» Trecho selecionado:
⁂

Localização, localização, localização – é a primeira regra do mercado imobiliário. Por muito tempo, foi amplamente aceito que estar perto de recursos impulsiona os padrões de assentamento, com cidades geralmente fundadas perto de água e terras férteis para o cultivo. Mas um novo artigo de uma equipe arqueológica questiona essa ideia, usando o exemplo de uma cidade antiga no que hoje é o sul do México. Os pesquisadores argumentam que Monte Albán, a maior cidade de sua região por mais de mil anos, não estava situada perto de terras agrícolas especialmente boas. Mas o que ela possuía desde a fundação da cidade era uma localização defensável no topo de uma colina e uma forma mais coletiva de governo que atraía pessoas tanto para o assentamento quanto para seus arredores.

“Queríamos entender por que Monte Albán foi fundada onde estava”, disse Linda Nicholas, a primeira autora do estudo publicado na revista Frontiers in Political Science e curadora adjunta do Field Museum, em Chicago (EUA).

⁂

Extraia, sem mudar nada, a parte do texto sobre Monte Albán que começa com "Localização, localização, localização" e vai até "para seus arredores.". Baseie-se só no texto sobre Monte Albán.

» Trecho da fonte:

⁂

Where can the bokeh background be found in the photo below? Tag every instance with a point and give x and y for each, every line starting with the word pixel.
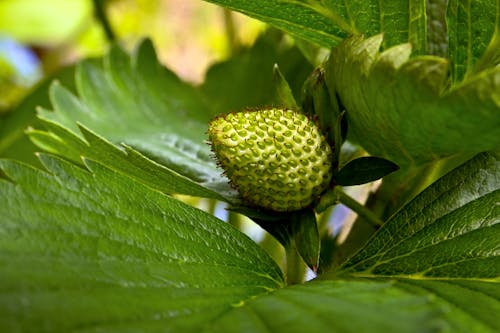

⁂

» Resposta escrita:
Localização, localização, localização – é a primeira regra do mercado imobiliário. Por muito tempo, foi amplamente aceito que estar perto de recursos impulsiona os padrões de assentamento, com cidades geralmente fundadas perto de água e terras férteis para o cultivo. Mas um novo artigo de uma equipe arqueológica questiona essa ideia, usando o exemplo de uma cidade antiga no que hoje é o sul do México. Os pesquisadores argumentam que Monte Albán, a maior cidade de sua região por mais de mil anos, não estava situada perto de terras agrícolas especialmente boas. Mas o que ela possuía desde a fundação da cidade era uma localização defensável no topo de uma colina e uma forma mais coletiva de governo que atraía pessoas tanto para o assentamento quanto para seus arredores.